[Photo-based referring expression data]
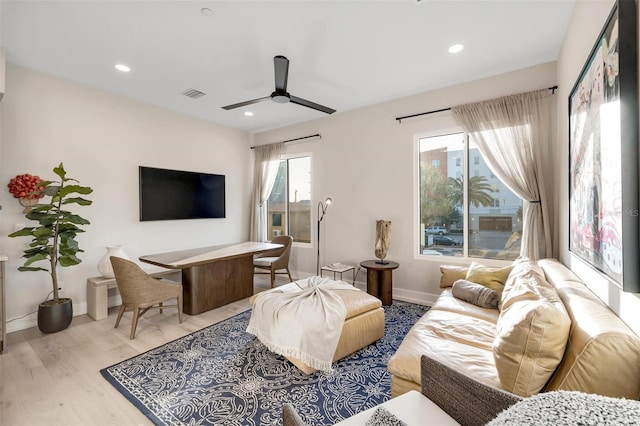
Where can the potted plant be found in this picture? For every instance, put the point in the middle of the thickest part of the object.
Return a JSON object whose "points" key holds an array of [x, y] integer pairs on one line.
{"points": [[53, 241]]}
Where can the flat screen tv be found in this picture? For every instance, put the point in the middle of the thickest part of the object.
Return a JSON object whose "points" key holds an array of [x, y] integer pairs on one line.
{"points": [[174, 195]]}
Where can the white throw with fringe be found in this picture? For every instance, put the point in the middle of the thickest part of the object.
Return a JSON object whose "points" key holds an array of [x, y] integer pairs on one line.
{"points": [[303, 321]]}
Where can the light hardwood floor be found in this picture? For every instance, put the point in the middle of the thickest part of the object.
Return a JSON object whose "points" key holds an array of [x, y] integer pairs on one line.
{"points": [[54, 379]]}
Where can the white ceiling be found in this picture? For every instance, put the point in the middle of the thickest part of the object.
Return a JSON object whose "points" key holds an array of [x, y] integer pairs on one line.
{"points": [[343, 54]]}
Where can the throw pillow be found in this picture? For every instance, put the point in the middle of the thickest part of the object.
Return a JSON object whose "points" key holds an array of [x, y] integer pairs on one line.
{"points": [[450, 274], [531, 333], [382, 417], [494, 278], [476, 294]]}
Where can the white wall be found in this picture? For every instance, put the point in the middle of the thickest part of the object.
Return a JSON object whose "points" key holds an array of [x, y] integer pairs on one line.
{"points": [[102, 139], [366, 162], [586, 23]]}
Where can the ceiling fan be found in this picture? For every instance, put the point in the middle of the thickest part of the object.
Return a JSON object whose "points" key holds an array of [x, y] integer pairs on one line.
{"points": [[280, 95]]}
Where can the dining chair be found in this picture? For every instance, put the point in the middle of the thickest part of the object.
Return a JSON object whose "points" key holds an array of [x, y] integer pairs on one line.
{"points": [[276, 261], [141, 292]]}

WHAT YOU HAVE TO DO — In the records above, some lines may contain the word "throw"; copy every one of them.

RESULT OF THIS TASK —
Where can the white throw with fringe be found in this picture? For every instance, put the point in the middle of the thickest part of the object.
Where can the throw pillow be found in this picture? For every instance, put the point in the middle of the thickest part of the object.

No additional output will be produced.